- **Task directions**: Only the lines from the line holding "Put a point on every instance of the music" through the final line of the entries below are to be returned, exactly as they stand.

-- BEGIN --

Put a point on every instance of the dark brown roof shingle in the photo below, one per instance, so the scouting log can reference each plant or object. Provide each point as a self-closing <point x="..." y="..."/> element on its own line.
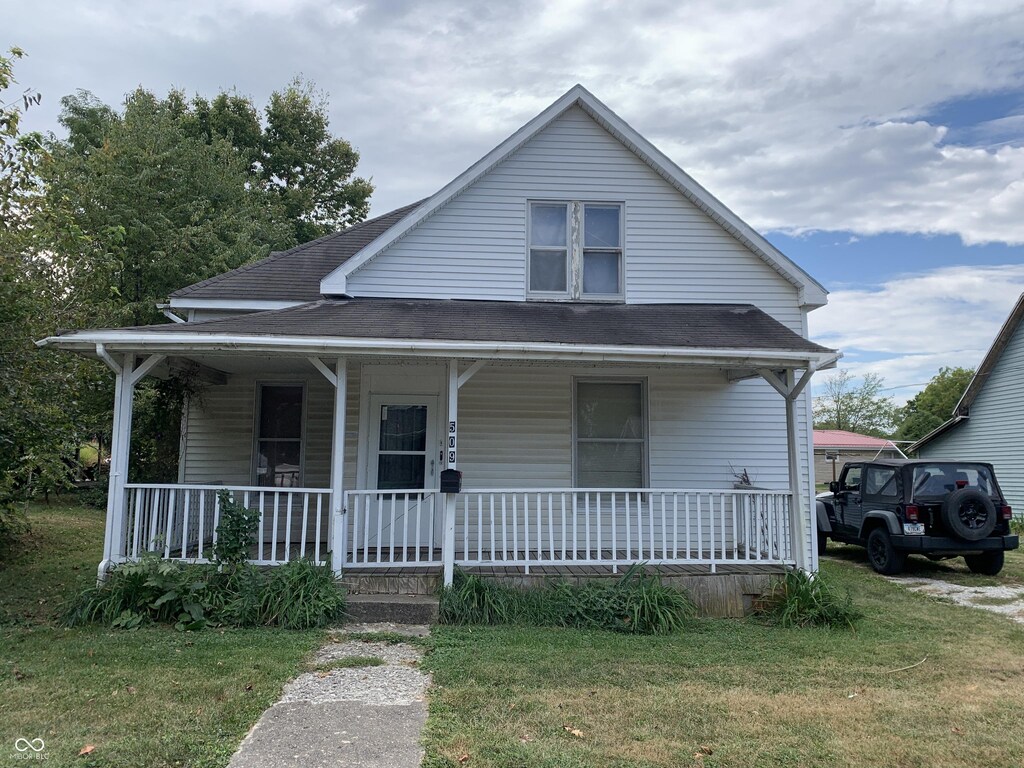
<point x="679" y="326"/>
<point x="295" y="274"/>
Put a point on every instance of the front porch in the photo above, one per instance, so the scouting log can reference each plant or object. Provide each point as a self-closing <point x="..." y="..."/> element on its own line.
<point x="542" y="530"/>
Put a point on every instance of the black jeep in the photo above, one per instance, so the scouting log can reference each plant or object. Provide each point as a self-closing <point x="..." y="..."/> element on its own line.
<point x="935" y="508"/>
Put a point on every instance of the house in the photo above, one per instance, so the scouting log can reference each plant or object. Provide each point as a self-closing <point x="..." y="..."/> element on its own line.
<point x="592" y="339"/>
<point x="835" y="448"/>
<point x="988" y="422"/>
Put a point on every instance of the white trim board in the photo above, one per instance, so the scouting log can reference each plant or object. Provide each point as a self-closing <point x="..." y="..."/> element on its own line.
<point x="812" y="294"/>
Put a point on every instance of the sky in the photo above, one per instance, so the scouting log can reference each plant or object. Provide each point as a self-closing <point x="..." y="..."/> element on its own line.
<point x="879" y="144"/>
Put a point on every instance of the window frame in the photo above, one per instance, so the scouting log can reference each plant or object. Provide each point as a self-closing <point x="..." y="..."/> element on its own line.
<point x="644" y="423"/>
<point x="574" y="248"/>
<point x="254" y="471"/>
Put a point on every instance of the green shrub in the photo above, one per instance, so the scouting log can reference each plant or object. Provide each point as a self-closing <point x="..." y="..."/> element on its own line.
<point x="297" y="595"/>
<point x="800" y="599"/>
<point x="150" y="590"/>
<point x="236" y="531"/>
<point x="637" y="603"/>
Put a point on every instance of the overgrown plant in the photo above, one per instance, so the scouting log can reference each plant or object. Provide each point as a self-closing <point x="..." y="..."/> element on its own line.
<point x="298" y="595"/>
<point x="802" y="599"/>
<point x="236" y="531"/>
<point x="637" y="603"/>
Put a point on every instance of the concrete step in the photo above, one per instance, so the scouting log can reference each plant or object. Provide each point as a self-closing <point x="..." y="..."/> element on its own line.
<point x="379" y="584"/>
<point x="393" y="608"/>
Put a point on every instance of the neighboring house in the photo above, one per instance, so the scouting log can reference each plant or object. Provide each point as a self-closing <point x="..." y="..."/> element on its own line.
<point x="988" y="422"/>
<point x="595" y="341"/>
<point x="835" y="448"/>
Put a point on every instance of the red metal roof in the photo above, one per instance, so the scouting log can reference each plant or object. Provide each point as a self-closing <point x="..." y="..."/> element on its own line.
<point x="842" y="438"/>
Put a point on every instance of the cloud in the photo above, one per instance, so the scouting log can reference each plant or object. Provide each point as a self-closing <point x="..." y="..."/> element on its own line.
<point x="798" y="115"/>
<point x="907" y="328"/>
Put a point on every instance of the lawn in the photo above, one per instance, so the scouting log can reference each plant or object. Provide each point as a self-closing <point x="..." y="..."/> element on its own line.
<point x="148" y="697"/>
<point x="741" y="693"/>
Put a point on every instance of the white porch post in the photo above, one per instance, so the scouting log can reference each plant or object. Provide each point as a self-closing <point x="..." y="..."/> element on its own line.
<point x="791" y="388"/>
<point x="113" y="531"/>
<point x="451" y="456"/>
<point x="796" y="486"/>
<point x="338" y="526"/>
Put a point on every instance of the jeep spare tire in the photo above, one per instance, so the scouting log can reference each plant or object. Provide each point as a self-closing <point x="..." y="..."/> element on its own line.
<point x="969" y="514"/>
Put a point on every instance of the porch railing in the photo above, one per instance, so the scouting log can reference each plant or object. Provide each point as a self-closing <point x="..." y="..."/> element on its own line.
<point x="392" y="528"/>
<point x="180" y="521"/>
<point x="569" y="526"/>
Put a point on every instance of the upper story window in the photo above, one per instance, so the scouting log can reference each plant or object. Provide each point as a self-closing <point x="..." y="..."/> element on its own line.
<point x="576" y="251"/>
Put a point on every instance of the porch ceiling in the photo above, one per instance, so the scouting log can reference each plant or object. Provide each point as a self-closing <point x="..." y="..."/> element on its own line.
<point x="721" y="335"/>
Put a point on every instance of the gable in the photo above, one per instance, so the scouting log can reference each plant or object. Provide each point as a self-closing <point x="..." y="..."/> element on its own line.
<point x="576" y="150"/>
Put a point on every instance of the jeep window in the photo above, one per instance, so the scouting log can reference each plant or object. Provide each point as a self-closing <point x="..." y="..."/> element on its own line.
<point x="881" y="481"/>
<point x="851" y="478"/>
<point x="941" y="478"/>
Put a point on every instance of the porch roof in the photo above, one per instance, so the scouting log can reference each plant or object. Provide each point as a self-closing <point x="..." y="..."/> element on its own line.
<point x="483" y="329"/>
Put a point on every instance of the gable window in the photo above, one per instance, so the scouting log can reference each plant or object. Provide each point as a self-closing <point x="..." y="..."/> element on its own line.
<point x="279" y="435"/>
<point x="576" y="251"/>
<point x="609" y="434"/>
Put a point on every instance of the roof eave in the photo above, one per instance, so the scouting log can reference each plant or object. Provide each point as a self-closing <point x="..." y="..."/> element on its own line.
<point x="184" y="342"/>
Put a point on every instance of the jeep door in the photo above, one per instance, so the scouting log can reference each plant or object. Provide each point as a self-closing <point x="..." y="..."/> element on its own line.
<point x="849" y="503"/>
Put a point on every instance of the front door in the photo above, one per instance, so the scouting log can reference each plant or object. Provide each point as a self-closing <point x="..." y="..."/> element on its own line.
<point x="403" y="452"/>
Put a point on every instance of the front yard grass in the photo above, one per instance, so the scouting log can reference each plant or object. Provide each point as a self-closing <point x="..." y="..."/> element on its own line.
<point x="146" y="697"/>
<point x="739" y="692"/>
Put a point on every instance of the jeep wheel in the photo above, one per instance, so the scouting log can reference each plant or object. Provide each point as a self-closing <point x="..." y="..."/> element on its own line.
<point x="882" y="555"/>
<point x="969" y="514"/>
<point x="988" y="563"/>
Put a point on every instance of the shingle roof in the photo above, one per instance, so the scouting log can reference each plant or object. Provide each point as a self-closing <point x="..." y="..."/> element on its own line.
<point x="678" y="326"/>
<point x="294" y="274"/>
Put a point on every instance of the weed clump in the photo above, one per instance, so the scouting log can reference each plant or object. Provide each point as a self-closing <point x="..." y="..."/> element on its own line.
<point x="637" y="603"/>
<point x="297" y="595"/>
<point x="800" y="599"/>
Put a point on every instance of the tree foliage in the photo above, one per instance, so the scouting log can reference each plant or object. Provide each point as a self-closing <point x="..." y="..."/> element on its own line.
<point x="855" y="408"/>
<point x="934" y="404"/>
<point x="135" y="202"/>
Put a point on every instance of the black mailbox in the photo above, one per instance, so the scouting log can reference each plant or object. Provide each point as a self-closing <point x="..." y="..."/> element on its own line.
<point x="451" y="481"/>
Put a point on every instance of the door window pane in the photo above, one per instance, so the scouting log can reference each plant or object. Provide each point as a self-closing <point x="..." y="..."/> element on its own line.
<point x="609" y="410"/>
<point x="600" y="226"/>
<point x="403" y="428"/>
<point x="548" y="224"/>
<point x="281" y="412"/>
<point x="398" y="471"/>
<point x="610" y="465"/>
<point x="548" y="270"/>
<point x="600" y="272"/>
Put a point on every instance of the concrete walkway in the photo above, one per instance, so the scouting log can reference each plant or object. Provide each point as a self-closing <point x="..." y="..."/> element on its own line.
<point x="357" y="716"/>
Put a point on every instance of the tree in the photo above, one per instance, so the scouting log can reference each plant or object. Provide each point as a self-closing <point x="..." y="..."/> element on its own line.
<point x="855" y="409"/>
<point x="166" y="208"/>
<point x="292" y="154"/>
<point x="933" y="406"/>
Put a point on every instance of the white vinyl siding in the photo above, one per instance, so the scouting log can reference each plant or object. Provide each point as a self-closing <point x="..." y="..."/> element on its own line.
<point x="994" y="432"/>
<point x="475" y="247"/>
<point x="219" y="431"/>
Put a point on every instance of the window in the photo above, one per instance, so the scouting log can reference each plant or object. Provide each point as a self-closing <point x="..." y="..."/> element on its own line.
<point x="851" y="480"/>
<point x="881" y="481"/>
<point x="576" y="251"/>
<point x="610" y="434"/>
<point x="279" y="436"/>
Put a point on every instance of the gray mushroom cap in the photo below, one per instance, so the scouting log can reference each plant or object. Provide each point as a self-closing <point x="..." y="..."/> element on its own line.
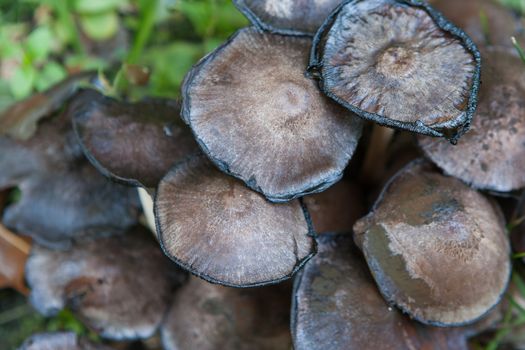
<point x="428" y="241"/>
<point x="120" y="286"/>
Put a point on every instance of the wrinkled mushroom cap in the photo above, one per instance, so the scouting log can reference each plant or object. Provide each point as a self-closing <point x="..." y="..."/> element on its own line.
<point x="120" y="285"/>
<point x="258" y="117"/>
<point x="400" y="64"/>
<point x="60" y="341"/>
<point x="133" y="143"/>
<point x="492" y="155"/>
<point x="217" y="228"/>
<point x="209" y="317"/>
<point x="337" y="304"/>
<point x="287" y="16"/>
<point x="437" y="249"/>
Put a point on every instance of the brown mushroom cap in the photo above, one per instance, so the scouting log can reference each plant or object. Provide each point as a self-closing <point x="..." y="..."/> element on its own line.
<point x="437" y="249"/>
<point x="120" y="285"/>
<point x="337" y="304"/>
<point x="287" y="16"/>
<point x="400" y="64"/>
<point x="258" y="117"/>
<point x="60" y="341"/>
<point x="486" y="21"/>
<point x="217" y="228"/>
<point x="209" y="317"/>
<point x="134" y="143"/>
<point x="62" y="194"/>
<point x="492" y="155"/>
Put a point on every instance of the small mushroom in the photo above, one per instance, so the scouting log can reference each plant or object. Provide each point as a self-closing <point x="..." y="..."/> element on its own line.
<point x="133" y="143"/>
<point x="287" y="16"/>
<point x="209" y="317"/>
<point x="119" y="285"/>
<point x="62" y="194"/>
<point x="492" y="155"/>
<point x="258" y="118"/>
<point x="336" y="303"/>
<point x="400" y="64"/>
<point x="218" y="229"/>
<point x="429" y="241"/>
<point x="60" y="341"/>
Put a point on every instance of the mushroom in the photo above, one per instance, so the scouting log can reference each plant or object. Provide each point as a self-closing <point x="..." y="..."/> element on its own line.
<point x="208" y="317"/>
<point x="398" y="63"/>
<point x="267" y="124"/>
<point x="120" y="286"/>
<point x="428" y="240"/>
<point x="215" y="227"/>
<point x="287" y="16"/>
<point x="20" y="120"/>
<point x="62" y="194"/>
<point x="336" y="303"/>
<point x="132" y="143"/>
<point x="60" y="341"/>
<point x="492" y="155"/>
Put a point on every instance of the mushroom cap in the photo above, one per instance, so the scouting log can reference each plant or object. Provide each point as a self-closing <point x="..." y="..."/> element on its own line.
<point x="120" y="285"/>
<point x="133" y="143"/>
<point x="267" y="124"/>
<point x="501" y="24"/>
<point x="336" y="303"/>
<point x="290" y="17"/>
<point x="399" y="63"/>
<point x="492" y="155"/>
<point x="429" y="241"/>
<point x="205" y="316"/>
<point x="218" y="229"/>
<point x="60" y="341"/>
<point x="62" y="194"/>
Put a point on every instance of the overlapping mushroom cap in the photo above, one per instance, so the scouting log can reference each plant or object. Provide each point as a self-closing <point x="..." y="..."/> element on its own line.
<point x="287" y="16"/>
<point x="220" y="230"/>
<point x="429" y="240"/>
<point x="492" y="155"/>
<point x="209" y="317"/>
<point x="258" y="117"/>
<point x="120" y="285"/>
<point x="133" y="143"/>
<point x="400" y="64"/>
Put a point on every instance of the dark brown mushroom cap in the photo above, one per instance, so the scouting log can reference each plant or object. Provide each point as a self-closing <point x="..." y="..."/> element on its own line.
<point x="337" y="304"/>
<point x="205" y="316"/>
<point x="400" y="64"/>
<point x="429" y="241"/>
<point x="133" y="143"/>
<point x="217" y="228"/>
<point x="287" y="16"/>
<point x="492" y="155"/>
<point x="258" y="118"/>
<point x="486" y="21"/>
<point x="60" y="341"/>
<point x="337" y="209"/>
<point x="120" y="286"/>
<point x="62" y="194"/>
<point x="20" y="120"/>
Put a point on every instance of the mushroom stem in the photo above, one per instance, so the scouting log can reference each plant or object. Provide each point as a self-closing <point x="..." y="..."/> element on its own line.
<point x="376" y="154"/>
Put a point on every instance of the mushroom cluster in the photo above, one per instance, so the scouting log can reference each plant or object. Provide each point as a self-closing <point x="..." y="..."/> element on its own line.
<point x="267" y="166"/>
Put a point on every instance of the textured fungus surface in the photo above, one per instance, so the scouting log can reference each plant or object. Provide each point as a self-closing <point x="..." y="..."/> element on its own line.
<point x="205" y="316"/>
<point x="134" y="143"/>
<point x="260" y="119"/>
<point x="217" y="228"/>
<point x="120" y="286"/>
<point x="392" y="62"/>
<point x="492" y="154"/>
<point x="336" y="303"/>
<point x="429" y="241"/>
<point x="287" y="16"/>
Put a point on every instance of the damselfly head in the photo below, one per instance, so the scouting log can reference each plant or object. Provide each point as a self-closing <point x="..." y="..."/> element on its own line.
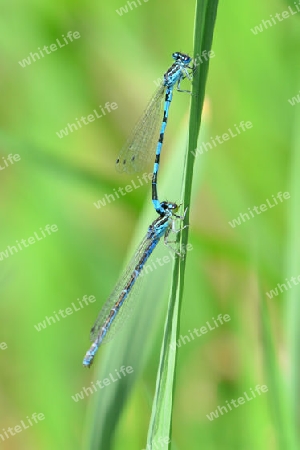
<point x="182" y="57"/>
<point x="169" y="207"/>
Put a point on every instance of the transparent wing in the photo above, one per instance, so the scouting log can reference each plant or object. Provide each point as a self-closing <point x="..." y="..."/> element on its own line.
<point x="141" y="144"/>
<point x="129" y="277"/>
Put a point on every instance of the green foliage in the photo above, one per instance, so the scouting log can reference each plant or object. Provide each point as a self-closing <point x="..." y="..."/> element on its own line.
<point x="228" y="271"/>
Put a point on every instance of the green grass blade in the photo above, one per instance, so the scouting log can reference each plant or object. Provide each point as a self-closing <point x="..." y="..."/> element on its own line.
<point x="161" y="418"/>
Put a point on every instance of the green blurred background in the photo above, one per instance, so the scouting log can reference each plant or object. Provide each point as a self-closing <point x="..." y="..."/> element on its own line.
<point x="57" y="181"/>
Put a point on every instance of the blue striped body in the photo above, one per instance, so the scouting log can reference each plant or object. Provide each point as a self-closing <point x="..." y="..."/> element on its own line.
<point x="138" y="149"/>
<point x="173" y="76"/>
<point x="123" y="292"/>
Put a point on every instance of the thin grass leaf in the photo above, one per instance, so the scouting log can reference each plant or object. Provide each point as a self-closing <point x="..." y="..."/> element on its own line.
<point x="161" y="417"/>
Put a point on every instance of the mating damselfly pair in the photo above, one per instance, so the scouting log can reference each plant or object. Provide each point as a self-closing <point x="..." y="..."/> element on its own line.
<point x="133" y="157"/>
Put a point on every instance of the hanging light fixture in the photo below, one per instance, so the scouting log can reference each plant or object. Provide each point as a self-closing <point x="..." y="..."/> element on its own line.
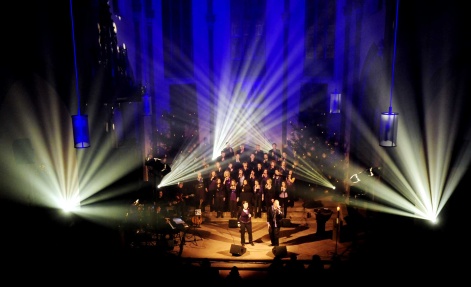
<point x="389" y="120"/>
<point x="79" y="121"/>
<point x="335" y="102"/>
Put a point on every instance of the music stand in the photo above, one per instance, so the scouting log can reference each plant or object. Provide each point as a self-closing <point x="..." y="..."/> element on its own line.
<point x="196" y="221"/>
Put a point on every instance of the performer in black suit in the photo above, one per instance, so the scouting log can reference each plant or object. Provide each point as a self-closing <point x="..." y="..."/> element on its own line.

-- END --

- **Task solution**:
Put a point on every instance of the music stand in the photo above, one per instance, so the scouting log can reference each plant or object. Provide each point as a self-closing <point x="..." y="..."/> element on its own line.
<point x="196" y="221"/>
Put a point on every instance of the performer in black suit in the photo above, one per instance, so the scouting log can reference each plant or object. Provide each point as a self-closing <point x="..." y="..."/> element on its own line.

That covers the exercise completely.